▸ TASK OBJECTIVE
Print the listing below exactly, images excluded.

+++ PROVIDED INFORMATION

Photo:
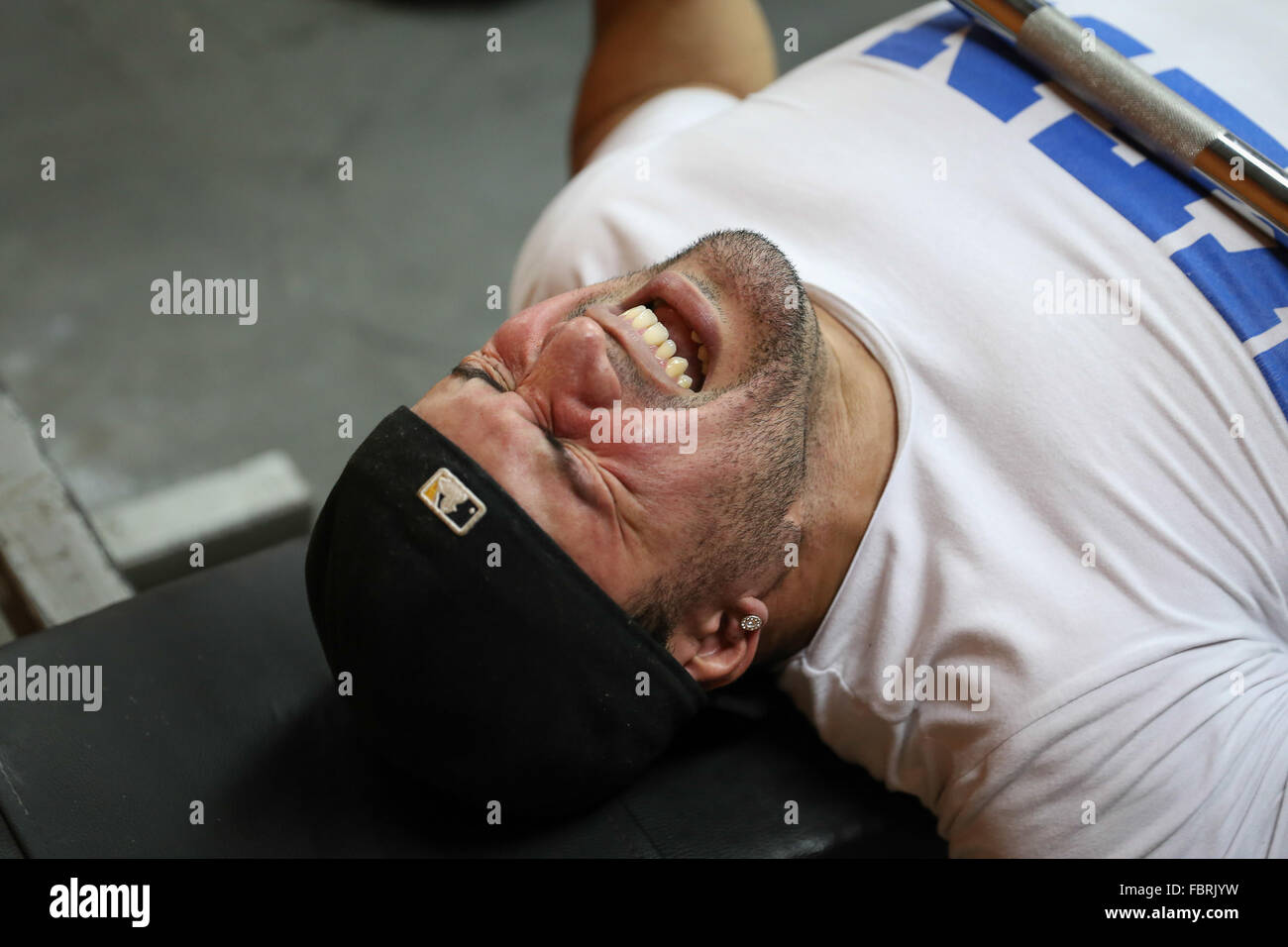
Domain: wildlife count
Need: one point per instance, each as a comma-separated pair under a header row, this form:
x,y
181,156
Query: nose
x,y
574,375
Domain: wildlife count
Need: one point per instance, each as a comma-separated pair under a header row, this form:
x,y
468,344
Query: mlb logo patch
x,y
451,501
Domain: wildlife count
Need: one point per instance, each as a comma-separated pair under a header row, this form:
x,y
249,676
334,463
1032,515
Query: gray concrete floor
x,y
223,163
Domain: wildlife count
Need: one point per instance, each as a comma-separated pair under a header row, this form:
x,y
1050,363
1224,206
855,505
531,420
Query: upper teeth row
x,y
645,322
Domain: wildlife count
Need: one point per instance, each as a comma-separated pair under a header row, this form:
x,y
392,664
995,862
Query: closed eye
x,y
572,471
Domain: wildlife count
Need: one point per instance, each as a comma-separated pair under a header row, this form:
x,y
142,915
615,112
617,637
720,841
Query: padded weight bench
x,y
215,689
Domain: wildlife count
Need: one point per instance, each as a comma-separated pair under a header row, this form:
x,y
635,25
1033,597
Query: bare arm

++++++

▸ WRITTEN ANSWER
Photo:
Domain: wildlife count
Need: one point per instance, each as a comma-separated pair under a header row, this form:
x,y
181,156
Query: nose
x,y
574,375
Domain: wildlife count
Need: one point per instance, each as a comma-separated pair under a header row, this form:
x,y
468,344
Query: mlb logo patch
x,y
451,501
Domain: wildlife count
Need: one point per instance, each as a comma-separated pair under a header row, this form:
x,y
249,676
334,463
1032,515
Query: gray concrete floor
x,y
223,163
Domain: wildlife count
Need: one point per instance, each as a comma-separated pair under a header row, this form:
x,y
1050,363
1224,206
855,505
531,420
Query: upper teeth row
x,y
645,322
Domain: wildlife count
Need: one point per instance, each as a comma-separated pair under a header row, this form:
x,y
392,664
995,862
Query: closed eye
x,y
572,471
Domain: wildlife count
Need: one point per instance, each as a comma-separated pair under a header row, this form:
x,y
142,915
615,112
617,637
720,841
Query: padded weight bench
x,y
215,689
Domain: wildlife count
Need: one point per instance, each as a comma-separated pair under a header row, this form:
x,y
635,25
1033,597
Query: bare arm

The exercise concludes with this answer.